TAREFA A EXECUTAR: Duplique sem nenhuma alteração o trecho dos dados abaixo que começa na linha que contém "Task: mark each instance of the firefighter" e termina na linha que contém "Task: mark each instance of the corrugated", com ambas as linhas incluídas.

[Entradas armazenadas]
######

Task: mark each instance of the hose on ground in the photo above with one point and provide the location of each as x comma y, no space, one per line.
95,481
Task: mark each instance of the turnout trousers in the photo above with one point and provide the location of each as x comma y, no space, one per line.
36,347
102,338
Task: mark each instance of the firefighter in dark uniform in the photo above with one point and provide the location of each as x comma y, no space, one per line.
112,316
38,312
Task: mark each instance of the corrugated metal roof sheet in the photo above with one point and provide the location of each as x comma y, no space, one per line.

######

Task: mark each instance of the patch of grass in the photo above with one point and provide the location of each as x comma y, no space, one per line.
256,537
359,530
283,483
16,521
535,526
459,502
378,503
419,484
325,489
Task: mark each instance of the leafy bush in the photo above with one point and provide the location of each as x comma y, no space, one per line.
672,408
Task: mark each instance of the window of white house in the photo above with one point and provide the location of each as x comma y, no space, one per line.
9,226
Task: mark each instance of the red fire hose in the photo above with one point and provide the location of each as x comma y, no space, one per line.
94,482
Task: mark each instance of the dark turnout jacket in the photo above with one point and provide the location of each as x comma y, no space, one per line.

######

SAÍDA ESPERADA:
Task: mark each instance of the firefighter in dark uniform in the photo above with one point and provide the location of each as x comma y, no space, one per line.
112,316
38,312
Task: mark each instance of the corrugated metal roof sheet in the photo above with one point and provide the location of each as x comma y, no space, one per line.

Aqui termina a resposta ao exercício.